#### Texto:
O que é interessante no MST, sobretudo, é que ele se coloca como um

movimento que está preparando reformas profundas, buscando inovar, ao mesmo

tempo em que reconhece que para isso é fundamental avaliar os valores da

cultura. Sobre isso, também nos fala João:

Hoje a sociedade brasileira vive momentos de crise de valores, o

neoliberalismo acaba com os valores tradicionais, e é muito

importante se trabalhar permanentemente a questão dos valores da

solidariedade.

(...) E eu acho também que essa questão da construção de uma

consciência política, ela tem que se alicerçar nos valores positivos

que existem na população da área rural, e num processo gradativo ir

criticando valores conservadores que também contaminam a

população da área rural. (João)

#### Material de origem:
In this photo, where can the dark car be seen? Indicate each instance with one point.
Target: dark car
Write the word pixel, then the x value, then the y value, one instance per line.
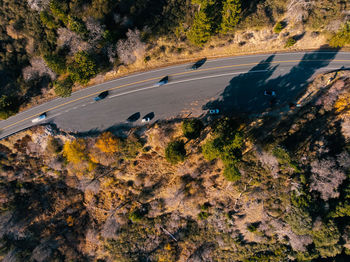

#### Tarefa:
Retorne, sem nenhuma alteração, o trecho do texto sobre o MST entre "tempo em que" e "solidariedade.", inclusive.

#### Resposta:
tempo em que reconhece que para isso é fundamental avaliar os valores da

cultura. Sobre isso, também nos fala João:

Hoje a sociedade brasileira vive momentos de crise de valores, o

neoliberalismo acaba com os valores tradicionais, e é muito

importante se trabalhar permanentemente a questão dos valores da

solidariedade.